START Records shown
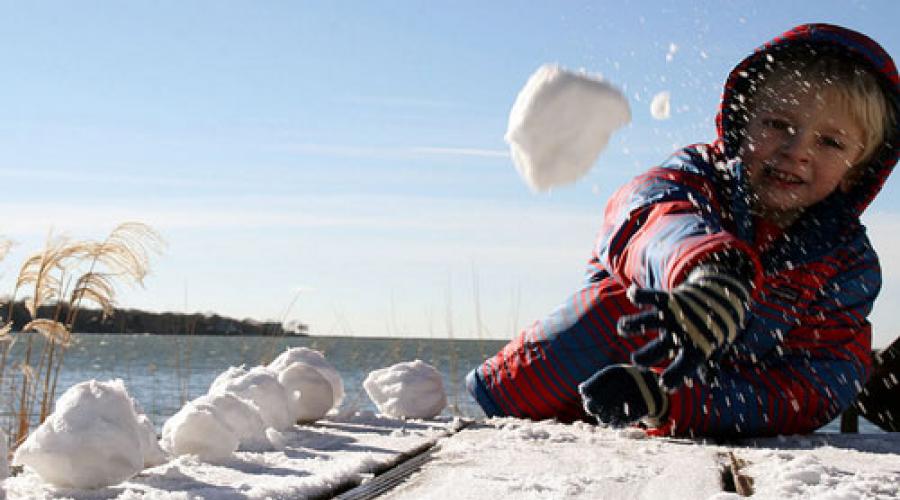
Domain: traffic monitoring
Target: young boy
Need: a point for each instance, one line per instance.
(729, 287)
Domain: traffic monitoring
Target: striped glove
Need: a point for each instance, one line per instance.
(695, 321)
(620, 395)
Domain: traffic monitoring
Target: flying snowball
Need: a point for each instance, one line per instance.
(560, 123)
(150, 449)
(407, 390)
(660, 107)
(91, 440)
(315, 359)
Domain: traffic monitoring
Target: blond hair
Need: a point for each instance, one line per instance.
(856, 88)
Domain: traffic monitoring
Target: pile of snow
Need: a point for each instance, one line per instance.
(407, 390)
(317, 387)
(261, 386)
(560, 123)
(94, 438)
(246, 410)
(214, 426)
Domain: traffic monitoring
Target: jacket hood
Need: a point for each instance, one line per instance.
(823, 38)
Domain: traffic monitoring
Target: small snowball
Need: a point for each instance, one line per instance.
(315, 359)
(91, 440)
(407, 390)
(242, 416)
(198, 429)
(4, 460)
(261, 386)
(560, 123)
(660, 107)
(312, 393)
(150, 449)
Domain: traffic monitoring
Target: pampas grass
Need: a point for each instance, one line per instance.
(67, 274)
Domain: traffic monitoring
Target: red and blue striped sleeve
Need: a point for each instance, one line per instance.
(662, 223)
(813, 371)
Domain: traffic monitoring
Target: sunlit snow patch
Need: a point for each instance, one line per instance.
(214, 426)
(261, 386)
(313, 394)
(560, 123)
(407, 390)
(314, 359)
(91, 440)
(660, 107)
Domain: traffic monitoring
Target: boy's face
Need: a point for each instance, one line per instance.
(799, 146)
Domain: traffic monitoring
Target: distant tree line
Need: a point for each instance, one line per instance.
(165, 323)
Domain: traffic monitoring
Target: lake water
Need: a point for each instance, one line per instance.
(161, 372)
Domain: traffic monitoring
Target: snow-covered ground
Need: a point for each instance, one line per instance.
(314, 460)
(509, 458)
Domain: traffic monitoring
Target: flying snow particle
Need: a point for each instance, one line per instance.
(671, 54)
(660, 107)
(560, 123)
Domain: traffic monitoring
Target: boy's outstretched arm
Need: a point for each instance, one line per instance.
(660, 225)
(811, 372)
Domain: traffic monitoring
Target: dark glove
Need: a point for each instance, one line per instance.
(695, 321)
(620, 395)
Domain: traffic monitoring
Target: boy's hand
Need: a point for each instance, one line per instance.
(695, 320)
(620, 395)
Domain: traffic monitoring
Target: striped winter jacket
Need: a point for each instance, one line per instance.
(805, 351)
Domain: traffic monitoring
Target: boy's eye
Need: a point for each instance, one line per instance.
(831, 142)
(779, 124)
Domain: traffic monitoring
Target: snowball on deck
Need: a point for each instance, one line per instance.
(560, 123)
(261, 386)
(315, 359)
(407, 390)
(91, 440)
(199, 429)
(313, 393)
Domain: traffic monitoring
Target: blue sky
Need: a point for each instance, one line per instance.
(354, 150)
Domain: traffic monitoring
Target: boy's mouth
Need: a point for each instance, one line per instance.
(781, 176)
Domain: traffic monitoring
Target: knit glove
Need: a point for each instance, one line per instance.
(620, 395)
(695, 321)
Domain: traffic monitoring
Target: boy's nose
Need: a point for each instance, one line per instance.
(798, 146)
END Records shown
_Assignment:_
Among the entries, find every line holding "glove" and return it.

_Answer section:_
Target: striped glove
Target: dark glove
Target: knit glove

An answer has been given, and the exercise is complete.